(Dataset excerpts on object pointing)
────────────────────

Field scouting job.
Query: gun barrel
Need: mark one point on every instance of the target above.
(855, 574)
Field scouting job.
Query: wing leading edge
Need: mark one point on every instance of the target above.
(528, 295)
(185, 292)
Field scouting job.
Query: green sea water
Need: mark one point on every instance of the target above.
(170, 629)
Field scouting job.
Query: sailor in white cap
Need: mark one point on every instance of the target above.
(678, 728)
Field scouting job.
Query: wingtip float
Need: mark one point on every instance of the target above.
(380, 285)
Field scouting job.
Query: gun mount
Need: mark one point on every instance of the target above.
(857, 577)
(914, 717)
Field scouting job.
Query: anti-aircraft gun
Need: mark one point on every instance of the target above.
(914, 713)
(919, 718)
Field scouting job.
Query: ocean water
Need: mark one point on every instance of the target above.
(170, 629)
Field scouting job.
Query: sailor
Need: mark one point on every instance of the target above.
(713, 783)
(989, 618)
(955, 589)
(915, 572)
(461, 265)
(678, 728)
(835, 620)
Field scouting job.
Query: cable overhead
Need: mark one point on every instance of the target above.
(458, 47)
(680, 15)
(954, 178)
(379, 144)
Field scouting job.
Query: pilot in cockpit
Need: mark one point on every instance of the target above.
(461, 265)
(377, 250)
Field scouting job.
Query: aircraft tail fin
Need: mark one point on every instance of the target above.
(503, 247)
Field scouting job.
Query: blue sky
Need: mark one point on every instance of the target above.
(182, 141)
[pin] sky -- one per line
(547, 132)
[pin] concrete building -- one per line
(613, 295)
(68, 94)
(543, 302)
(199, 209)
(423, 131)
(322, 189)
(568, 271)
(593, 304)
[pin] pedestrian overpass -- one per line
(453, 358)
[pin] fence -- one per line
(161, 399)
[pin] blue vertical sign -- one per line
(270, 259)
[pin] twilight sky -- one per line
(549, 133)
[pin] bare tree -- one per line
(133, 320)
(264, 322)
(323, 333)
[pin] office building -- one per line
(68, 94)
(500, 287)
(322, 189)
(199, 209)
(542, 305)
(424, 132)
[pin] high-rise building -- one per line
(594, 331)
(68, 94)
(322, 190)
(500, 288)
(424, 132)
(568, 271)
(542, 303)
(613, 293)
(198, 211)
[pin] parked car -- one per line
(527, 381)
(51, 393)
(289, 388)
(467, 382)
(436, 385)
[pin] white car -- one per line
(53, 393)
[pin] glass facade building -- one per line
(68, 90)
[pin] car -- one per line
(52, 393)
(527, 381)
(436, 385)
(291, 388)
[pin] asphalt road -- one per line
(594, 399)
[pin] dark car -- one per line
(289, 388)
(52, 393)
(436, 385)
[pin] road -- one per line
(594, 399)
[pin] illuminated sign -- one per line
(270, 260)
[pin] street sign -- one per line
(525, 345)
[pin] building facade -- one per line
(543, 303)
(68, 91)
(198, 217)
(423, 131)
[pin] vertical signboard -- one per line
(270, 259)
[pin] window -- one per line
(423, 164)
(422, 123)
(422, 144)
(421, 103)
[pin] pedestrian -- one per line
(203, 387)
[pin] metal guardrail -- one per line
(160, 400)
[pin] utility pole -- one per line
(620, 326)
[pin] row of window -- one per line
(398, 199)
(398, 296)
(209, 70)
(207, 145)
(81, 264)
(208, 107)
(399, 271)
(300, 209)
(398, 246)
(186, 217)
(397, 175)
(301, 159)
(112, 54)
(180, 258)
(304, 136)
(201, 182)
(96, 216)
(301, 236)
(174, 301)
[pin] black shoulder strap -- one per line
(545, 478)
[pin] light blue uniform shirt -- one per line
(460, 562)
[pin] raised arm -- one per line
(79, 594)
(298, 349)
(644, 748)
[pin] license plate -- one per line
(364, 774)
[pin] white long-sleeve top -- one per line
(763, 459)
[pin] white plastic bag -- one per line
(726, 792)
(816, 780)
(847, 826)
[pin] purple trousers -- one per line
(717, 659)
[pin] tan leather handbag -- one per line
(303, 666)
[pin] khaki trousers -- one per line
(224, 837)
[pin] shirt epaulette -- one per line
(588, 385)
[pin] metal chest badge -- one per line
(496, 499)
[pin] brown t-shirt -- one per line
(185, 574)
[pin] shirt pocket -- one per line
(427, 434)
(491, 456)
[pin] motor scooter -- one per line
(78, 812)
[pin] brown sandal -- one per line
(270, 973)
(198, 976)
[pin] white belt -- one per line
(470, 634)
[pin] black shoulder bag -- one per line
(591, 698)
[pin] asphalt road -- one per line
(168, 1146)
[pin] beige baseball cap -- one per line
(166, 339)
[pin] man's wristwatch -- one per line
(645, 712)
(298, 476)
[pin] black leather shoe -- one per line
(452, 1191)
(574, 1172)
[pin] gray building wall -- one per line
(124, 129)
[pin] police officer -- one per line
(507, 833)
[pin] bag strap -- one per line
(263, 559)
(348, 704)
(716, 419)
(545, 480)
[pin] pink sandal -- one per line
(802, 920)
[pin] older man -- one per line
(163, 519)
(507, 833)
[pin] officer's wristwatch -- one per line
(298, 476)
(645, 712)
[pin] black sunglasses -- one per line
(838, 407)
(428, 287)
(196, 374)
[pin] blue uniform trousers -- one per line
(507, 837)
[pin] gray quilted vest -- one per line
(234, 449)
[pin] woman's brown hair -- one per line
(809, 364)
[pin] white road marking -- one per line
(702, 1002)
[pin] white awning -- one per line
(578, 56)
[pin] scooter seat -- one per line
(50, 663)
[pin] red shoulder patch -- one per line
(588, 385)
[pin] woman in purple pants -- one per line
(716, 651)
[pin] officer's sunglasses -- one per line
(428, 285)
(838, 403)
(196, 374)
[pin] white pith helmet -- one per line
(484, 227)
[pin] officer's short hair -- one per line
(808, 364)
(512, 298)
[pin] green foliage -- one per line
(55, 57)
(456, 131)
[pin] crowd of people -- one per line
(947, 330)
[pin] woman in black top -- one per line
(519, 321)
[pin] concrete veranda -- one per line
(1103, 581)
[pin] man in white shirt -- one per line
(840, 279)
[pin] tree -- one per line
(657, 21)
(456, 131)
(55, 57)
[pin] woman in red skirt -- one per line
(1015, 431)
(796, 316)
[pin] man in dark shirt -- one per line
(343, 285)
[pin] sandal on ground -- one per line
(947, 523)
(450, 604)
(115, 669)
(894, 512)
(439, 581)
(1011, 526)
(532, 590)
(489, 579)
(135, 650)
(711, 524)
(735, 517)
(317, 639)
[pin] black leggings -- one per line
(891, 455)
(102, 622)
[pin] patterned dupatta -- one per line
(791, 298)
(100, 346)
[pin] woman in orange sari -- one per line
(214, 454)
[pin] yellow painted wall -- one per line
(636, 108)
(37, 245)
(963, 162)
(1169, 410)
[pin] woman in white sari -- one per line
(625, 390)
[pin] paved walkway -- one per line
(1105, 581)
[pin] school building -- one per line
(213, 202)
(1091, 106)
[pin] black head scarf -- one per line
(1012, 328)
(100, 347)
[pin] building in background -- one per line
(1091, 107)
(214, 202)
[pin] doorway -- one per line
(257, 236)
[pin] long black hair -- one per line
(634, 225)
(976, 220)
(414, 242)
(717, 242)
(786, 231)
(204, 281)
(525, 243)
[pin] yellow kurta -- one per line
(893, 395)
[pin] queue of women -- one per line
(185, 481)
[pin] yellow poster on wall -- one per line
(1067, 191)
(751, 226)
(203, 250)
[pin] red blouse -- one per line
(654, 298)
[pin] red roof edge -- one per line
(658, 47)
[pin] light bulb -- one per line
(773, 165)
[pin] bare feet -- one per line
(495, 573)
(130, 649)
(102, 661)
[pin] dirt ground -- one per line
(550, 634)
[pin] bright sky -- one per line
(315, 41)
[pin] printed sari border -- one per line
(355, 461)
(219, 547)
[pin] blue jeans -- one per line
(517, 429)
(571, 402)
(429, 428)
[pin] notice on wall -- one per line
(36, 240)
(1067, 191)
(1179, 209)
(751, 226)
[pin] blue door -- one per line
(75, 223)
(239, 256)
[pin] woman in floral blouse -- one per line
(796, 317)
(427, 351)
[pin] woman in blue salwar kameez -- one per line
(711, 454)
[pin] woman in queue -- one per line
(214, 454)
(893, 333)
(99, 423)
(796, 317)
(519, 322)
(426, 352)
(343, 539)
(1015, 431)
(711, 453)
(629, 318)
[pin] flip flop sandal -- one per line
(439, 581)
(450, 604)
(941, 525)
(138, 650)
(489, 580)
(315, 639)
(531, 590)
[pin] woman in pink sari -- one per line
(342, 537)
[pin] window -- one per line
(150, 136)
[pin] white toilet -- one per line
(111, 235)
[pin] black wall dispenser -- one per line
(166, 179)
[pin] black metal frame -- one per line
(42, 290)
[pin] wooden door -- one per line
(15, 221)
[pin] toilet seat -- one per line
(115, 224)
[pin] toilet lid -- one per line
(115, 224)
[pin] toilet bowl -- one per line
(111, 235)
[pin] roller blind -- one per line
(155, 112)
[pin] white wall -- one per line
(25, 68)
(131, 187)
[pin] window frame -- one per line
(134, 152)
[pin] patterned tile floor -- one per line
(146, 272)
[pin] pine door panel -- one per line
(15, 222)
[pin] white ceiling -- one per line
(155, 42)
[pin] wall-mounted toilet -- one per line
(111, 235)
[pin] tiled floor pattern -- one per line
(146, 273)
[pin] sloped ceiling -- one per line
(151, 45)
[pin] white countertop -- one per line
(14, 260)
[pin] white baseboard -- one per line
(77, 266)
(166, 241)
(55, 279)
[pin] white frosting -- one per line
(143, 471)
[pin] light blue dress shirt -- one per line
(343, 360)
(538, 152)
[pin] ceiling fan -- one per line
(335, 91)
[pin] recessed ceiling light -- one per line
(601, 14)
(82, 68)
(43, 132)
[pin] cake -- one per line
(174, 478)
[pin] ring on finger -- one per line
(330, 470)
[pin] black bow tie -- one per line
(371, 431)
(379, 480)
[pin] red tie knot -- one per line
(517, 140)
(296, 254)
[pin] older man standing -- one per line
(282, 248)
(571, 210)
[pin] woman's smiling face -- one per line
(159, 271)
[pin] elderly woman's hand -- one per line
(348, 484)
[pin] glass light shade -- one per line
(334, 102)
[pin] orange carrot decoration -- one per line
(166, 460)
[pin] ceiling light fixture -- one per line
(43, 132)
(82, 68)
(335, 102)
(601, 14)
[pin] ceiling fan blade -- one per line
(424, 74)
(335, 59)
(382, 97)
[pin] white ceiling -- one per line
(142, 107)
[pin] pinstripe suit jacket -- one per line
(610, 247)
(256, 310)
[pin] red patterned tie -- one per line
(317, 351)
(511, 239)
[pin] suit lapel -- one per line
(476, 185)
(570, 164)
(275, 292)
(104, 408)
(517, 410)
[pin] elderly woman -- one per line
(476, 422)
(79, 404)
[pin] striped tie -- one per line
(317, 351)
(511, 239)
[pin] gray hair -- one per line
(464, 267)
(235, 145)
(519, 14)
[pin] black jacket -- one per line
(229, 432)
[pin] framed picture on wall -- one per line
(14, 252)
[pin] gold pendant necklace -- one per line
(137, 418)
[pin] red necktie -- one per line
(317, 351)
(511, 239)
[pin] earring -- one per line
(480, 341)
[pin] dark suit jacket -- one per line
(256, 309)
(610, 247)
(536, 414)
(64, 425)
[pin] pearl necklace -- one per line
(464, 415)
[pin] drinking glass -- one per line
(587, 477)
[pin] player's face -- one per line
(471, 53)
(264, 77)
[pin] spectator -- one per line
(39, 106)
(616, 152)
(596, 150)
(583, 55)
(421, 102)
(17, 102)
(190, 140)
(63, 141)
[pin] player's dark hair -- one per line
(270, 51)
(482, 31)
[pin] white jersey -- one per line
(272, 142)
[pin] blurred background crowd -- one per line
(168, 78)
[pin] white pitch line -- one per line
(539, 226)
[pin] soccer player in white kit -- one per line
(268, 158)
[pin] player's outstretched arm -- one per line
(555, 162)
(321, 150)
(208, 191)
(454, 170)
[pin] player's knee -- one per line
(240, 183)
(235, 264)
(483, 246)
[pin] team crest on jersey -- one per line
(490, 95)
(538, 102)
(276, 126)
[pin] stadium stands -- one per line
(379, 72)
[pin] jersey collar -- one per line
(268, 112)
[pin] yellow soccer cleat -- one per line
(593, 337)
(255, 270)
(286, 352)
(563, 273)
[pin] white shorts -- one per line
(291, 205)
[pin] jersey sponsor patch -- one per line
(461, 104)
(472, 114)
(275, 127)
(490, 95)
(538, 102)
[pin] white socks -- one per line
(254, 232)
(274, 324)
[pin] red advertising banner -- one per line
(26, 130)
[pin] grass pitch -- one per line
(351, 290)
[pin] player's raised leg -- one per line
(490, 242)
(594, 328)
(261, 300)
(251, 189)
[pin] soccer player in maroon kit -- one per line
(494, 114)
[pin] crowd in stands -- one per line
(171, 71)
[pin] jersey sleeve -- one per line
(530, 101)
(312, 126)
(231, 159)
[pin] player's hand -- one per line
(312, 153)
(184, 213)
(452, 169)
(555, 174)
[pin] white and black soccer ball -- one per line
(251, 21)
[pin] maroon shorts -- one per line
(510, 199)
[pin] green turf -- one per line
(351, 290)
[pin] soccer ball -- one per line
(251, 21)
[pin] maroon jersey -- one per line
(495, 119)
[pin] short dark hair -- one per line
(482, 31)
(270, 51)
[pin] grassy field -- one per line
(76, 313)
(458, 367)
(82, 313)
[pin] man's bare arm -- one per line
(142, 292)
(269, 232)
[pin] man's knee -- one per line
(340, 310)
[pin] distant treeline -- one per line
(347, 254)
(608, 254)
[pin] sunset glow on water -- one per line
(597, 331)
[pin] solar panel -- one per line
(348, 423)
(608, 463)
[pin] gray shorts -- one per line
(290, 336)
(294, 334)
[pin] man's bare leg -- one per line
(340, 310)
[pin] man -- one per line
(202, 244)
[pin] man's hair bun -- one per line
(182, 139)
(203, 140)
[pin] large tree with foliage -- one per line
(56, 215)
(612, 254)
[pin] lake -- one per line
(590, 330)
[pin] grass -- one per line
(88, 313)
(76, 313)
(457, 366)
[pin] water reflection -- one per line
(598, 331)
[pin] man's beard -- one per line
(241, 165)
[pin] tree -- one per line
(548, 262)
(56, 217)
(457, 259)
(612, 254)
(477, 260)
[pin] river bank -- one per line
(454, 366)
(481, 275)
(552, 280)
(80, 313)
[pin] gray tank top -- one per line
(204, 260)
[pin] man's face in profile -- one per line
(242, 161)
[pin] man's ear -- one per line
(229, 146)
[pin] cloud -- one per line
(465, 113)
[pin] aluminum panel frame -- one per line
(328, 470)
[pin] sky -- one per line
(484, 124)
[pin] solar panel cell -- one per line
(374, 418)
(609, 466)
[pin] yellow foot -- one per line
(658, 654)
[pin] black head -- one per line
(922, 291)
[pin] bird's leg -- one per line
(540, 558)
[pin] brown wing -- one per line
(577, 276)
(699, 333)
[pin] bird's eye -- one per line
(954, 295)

────────────────────

**EXERCISE INSTRUCTIONS:**
Reproduce the lines of the entries above exactly, but only from the line containing "[pin] man's bare leg -- one per line" through the final line.

**FINISHED TASK:**
[pin] man's bare leg -- one per line
(340, 310)
[pin] man -- one per line
(202, 244)
[pin] man's hair bun -- one per line
(182, 139)
(203, 140)
[pin] large tree with foliage -- one per line
(56, 215)
(612, 254)
[pin] lake -- one per line
(590, 330)
[pin] grass -- one per line
(88, 313)
(76, 313)
(457, 366)
[pin] water reflection -- one per line
(598, 331)
[pin] man's beard -- one per line
(241, 165)
[pin] tree -- one per line
(548, 262)
(56, 217)
(457, 259)
(612, 254)
(477, 260)
[pin] river bank -- one per line
(454, 366)
(481, 275)
(552, 280)
(80, 313)
[pin] gray tank top -- one per line
(204, 260)
[pin] man's face in profile -- one per line
(242, 161)
[pin] man's ear -- one per line
(229, 146)
[pin] cloud -- one per line
(465, 113)
[pin] aluminum panel frame -- one per line
(328, 470)
[pin] sky -- one per line
(484, 124)
[pin] solar panel cell -- one per line
(374, 418)
(609, 466)
[pin] yellow foot -- one per line
(658, 654)
[pin] black head -- one per line
(922, 291)
[pin] bird's leg -- one per line
(540, 558)
[pin] brown wing -- one per line
(577, 276)
(699, 333)
[pin] bird's eye -- one per line
(954, 295)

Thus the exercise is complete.